◆ Input

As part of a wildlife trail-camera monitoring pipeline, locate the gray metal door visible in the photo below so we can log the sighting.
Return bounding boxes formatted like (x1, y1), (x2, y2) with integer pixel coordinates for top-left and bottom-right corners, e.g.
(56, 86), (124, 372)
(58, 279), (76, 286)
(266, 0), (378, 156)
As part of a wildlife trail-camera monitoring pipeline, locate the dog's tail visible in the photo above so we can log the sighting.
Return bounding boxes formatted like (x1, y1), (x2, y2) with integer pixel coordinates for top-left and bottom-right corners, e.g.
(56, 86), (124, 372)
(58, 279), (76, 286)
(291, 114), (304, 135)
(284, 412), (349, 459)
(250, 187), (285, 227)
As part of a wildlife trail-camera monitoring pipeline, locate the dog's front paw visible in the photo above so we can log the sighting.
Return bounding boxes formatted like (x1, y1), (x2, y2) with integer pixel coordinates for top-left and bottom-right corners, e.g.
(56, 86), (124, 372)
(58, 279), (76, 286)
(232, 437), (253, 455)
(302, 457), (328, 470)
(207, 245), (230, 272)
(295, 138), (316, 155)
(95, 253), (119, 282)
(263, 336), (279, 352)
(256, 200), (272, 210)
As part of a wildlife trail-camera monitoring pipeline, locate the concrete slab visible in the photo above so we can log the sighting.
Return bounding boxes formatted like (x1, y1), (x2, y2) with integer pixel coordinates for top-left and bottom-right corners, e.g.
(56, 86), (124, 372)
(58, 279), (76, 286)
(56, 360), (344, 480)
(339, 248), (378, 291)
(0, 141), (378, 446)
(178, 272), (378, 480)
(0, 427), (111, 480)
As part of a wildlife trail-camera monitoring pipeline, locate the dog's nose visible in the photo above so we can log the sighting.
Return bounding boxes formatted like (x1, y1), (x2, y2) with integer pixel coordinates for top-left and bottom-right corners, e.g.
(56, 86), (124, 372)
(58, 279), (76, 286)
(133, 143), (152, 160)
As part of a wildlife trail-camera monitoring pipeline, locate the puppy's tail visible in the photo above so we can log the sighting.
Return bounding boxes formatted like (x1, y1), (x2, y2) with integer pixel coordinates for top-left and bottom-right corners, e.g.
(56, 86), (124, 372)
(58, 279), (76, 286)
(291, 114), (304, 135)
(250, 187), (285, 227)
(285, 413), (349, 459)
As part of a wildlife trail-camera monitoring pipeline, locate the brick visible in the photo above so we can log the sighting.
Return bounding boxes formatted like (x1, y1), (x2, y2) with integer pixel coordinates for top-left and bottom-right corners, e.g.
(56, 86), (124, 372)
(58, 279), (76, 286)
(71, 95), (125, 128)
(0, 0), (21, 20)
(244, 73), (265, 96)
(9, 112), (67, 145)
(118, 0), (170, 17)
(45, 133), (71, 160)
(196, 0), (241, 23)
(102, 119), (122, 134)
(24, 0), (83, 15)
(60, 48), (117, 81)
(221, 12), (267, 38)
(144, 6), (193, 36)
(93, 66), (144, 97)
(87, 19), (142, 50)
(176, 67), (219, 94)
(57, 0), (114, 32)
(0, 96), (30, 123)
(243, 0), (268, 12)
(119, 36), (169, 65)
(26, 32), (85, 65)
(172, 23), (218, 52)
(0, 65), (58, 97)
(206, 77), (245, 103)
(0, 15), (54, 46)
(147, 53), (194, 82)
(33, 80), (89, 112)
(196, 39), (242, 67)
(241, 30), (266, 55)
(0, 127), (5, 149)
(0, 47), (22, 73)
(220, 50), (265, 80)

◆ Work instructions
Please count the lines above that contain the string "tail", treating uppercase and lowercase letters as distinct, and reply with the number alone.

◆ Response to the task
2